Chunk 지향 프로그래밍

Chunk란 아이템이 트랜잭션에 commit되는 수를 말한다.

즉, 청크 지향 처리란 한 번에 하나씩 데이터를 읽어 Chunk라는 덩어리를 만든 뒤, Chunk 단위로 트랜잭션을 다루는 것을 의미한다. Chunk 단위로 트랜잭션을 수행하기 때문에, 수행이 실패한 경우 해당 Chunk 만큼만 롤백이 되고, 이전에 커밋된 트랜잭션 범위까지는 반영된다는 것을 의미한다.

Chunk 지향 프로세싱은 1000개의 데이터에 대해 배치 로직을 실행한다고 가정하면, Chunk 단위로 나누지 않았을 경우에는 한개만 실패해도 성공한 999개의 데이터가 롤백된다. Chunk 단위를 10으로 한다면, 작업 중에 다른 Chunk는 영향을 받지 않는다.

Reader에서 데이터 하나를 읽어 온다.(item 단위)
읽어온 데이터를 Processor에서 가공한다.(item 단위)
가공된 데이터들을 별도의 공간에 모은 뒤 Chunk 단위만큼 쌓이게 되면 Writer에 전달하고 Writer는 일괄 저장한다. (Chunk = items)

여기선 Reader, Processor에서는 1건씩 다뤄지고, Writer에서는 Chunk 단위로 처리된다는 것을 기억하면 된다.

ChunkOrientedTasklet

public class ChunkOrientedTasklet<I> implements Tasklet {
    private static final String INPUTS_KEY = "INPUTS";
    private final ChunkProcessor<I> chunkProcessor;
    private final ChunkProvider<I> chunkProvider;
    private boolean buffering = true;
    private static Log logger = LogFactory.getLog(ChunkOrientedTasklet.class);

    public ChunkOrientedTasklet(ChunkProvider<I> chunkProvider, ChunkProcessor<I> chunkProcessor) {
        this.chunkProvider = chunkProvider;
        this.chunkProcessor = chunkProcessor;
    }

    public void setBuffering(boolean buffering) {
        this.buffering = buffering;
    }

    @Nullable
    public RepeatStatus execute(StepContribution contribution, ChunkContext chunkContext) throws Exception {
        Chunk<I> inputs = (Chunk)chunkContext.getAttribute("INPUTS");
        if (inputs == null) {
          	// Reader에서 데이터 가져오기
            inputs = this.chunkProvider.provide(contribution);
            if (this.buffering) {
                chunkContext.setAttribute("INPUTS", inputs);
            }
        }


        this.chunkProcessor.process(contribution, inputs);      	// Processor & Writer 처리
        this.chunkProvider.postProcess(contribution, inputs);
        if (inputs.isBusy()) {
            logger.debug("Inputs still busy");
            return RepeatStatus.CONTINUABLE;
        } else {
            chunkContext.removeAttribute("INPUTS");
            chunkContext.setComplete();
            if (logger.isDebugEnabled()) {
                logger.debug("Inputs not busy, ended: " + inputs.isEnd());
            }

            return RepeatStatus.continueIf(!inputs.isEnd());
        }
    }
}

ChunkOrientedTasklet에서 Chunk 단위로 작업하기 위한 코드는 execute()에 있다.

this.chunkProvider.provide(contribution); : Reaer에서 Chunk 크기만큼 데이터를 가져온다.
this.chunkProcessor.process(contribution, inputs); Reader에서 받은 데이터를 가공하고 저장

SimpleChunkProcessor

ChunkProcessor 는 Processor와 Writer의 로직을 구현하고 있다.

public interface ChunkProcessor<I> {
    void process(StepContribution var1, Chunk<I> var2) throws Exception;
}

ChunkProcessor는 인터페이스이기 때문에 실제 구현체가 있어야하며, 기본적으로 SimpleChunkProcessor가 사용된다.

▶ _데이터 발췌_:
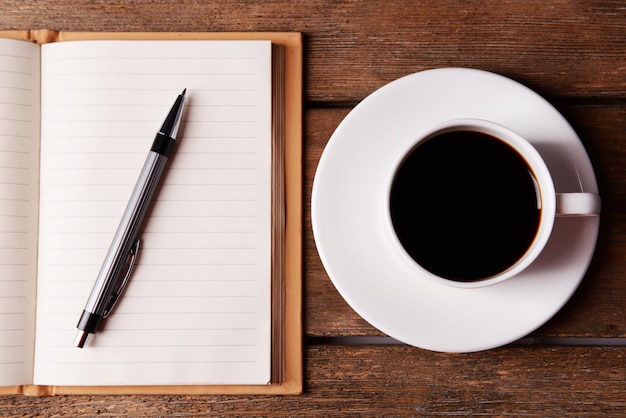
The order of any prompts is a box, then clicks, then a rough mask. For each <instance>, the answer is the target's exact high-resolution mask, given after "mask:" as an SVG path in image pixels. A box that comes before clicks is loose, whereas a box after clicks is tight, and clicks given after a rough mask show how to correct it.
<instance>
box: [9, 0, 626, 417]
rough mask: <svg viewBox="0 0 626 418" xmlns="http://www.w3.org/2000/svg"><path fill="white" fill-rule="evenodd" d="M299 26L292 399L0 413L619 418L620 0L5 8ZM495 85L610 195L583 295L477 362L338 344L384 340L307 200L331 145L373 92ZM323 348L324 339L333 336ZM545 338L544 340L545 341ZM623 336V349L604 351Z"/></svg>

▶ _해야 할 일_: 본문 발췌 속 ChunkOrientedTasklet 클래스에 선언된 필드 이름을 빠짐없이 적어 주세요.

▶ _출력 결과_:
- INPUTS_KEY
- chunkProcessor
- chunkProvider
- buffering
- logger